**Given problem:**
Please print the data below verbatim, leaving every line unchanged.

========

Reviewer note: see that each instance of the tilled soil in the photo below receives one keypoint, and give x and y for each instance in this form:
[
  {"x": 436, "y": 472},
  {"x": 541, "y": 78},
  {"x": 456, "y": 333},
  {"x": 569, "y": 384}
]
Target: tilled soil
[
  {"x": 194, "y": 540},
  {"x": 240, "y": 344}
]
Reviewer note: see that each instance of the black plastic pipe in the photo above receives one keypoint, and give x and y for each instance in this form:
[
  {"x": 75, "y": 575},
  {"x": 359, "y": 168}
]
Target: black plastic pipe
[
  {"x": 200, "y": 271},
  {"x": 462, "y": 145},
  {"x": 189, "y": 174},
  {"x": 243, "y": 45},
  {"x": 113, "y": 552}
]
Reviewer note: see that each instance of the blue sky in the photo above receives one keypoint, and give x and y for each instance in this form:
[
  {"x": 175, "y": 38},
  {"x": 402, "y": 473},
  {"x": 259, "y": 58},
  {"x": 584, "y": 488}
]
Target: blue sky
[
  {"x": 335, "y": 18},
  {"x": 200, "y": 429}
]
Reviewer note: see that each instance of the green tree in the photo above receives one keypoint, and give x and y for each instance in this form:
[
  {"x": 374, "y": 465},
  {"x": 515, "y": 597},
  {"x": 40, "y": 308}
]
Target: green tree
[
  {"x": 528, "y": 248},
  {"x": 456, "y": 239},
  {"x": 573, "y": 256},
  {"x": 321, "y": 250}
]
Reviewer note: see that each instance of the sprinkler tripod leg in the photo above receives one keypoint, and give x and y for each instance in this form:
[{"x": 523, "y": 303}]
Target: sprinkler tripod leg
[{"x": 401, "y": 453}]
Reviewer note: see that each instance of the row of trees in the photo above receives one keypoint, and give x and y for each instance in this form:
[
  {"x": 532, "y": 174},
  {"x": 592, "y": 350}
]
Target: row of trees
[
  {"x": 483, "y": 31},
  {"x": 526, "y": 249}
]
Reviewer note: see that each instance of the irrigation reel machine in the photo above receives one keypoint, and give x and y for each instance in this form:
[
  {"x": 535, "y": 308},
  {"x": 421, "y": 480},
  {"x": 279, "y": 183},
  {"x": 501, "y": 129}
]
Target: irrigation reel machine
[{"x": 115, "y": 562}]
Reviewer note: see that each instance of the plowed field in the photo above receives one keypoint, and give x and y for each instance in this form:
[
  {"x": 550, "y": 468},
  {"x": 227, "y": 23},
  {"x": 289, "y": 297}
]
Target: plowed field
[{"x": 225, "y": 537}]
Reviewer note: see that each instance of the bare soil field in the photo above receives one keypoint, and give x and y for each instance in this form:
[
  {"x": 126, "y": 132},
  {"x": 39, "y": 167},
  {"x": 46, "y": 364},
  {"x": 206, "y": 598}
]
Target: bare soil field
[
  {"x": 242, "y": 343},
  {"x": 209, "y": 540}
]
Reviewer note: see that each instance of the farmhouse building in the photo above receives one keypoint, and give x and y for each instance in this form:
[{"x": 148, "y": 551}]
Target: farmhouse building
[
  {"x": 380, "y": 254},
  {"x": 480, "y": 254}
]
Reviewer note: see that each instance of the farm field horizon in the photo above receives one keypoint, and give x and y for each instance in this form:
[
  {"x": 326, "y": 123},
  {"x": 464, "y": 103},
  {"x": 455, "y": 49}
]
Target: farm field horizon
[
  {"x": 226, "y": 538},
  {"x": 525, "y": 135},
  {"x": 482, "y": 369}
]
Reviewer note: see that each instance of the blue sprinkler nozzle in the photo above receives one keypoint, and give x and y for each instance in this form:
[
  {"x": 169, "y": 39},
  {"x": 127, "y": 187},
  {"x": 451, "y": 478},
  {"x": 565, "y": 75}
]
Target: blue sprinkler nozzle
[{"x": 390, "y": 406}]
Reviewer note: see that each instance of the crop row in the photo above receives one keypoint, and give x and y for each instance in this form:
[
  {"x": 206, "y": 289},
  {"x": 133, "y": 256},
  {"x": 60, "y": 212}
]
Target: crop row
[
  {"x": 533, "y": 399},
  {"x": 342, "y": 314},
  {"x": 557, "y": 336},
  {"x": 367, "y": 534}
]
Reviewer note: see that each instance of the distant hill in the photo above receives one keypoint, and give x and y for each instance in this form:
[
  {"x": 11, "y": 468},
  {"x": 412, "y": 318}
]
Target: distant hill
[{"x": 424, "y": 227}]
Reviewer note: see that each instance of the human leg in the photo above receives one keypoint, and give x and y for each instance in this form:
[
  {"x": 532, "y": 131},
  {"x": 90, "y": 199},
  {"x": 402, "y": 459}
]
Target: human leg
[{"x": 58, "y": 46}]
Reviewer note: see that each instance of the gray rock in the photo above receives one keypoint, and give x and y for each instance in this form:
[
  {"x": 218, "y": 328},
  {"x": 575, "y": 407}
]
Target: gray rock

========

**The response:**
Reviewer note: see that each instance of the tilled soil in the photo below receives one keypoint, and give x and y for each instance in this form:
[
  {"x": 436, "y": 472},
  {"x": 541, "y": 78},
  {"x": 456, "y": 333},
  {"x": 569, "y": 384}
]
Target: tilled soil
[
  {"x": 194, "y": 540},
  {"x": 240, "y": 344}
]
Reviewer note: see that each instance of the black plastic pipe in the photo above receives one keypoint, and give x and y for each instance in this form:
[
  {"x": 75, "y": 575},
  {"x": 359, "y": 168}
]
Target: black plastic pipe
[
  {"x": 200, "y": 271},
  {"x": 462, "y": 145},
  {"x": 189, "y": 174},
  {"x": 243, "y": 45},
  {"x": 113, "y": 552}
]
Reviewer note: see that each instance of the blue sky in the photo above receives one keypoint, and give x and y for each instance in this form:
[
  {"x": 175, "y": 38},
  {"x": 402, "y": 473},
  {"x": 259, "y": 58},
  {"x": 584, "y": 488}
]
Target: blue sky
[
  {"x": 335, "y": 18},
  {"x": 200, "y": 429}
]
Reviewer note: see that each instance of the green tree in the photo above receives one keypoint, and give x and y for each instance in this form:
[
  {"x": 374, "y": 465},
  {"x": 515, "y": 597},
  {"x": 40, "y": 308}
]
Target: green tree
[
  {"x": 528, "y": 248},
  {"x": 456, "y": 239},
  {"x": 573, "y": 256},
  {"x": 321, "y": 250}
]
Reviewer note: see that each instance of the sprinkler tripod leg in the photo above receives one keypoint, and give x and y for each instance in this form:
[{"x": 523, "y": 303}]
Target: sprinkler tripod leg
[{"x": 401, "y": 453}]
Reviewer note: see that each instance of the row of trees in the photo above receives one keypoint, and give x and y for each instance in this form:
[
  {"x": 532, "y": 174},
  {"x": 592, "y": 350}
]
Target: row of trees
[
  {"x": 483, "y": 31},
  {"x": 526, "y": 249}
]
Reviewer note: see that each instance of the irrigation reel machine in the photo above receives one keypoint, and give x and y for each instance in this form:
[
  {"x": 535, "y": 308},
  {"x": 421, "y": 480},
  {"x": 279, "y": 183},
  {"x": 501, "y": 129}
]
Target: irrigation reel machine
[{"x": 115, "y": 562}]
Reviewer note: see that each instance of the plowed field in the photo above receives one keypoint, and give x and y for each instance in this form:
[
  {"x": 550, "y": 468},
  {"x": 227, "y": 23},
  {"x": 289, "y": 297}
]
Target: plowed field
[{"x": 225, "y": 537}]
Reviewer note: see that each instance of the bare soil field in the photo above receives one keypoint, and give x and y for each instance in this form:
[
  {"x": 126, "y": 132},
  {"x": 39, "y": 167},
  {"x": 46, "y": 364},
  {"x": 206, "y": 598}
]
Target: bare soil field
[
  {"x": 242, "y": 343},
  {"x": 209, "y": 540}
]
Reviewer note: see that each instance of the farmhouse building in the photo above receives one keypoint, and give x and y for each instance in this form:
[{"x": 148, "y": 551}]
Target: farmhouse building
[
  {"x": 380, "y": 254},
  {"x": 480, "y": 254}
]
Reviewer note: see that each instance of the farm field horizon in the photo above receives one keypoint, and give x and y for each instance in this form:
[
  {"x": 326, "y": 123},
  {"x": 464, "y": 103},
  {"x": 455, "y": 49}
]
Target: farm field horizon
[
  {"x": 226, "y": 538},
  {"x": 525, "y": 135},
  {"x": 482, "y": 369}
]
Reviewer note: see that each instance of the blue sprinkler nozzle in the photo above receives one keypoint, and give x and y for each instance in this form:
[
  {"x": 169, "y": 39},
  {"x": 127, "y": 187},
  {"x": 451, "y": 478},
  {"x": 565, "y": 75}
]
Target: blue sprinkler nozzle
[{"x": 390, "y": 406}]
Reviewer note: see that each instance of the crop row in the photo above receives one keypoint, and give x and y for each instance in this form:
[
  {"x": 206, "y": 289},
  {"x": 133, "y": 256},
  {"x": 60, "y": 212}
]
Target: crop row
[
  {"x": 533, "y": 399},
  {"x": 342, "y": 314},
  {"x": 557, "y": 336},
  {"x": 367, "y": 534}
]
Reviewer note: see that each instance of the distant hill in the photo above receives one keypoint, and give x and y for each instance in this form:
[
  {"x": 11, "y": 468},
  {"x": 412, "y": 318}
]
Target: distant hill
[{"x": 424, "y": 227}]
Reviewer note: see that each instance of the human leg in the photo above receives one keypoint, and give x and y for each instance in this form:
[
  {"x": 532, "y": 131},
  {"x": 90, "y": 199},
  {"x": 402, "y": 459}
]
Target: human leg
[{"x": 58, "y": 46}]
Reviewer note: see that each instance of the gray rock in the photo above receives one keypoint, and give x and y for each instance in this form:
[
  {"x": 218, "y": 328},
  {"x": 575, "y": 407}
]
Target: gray rock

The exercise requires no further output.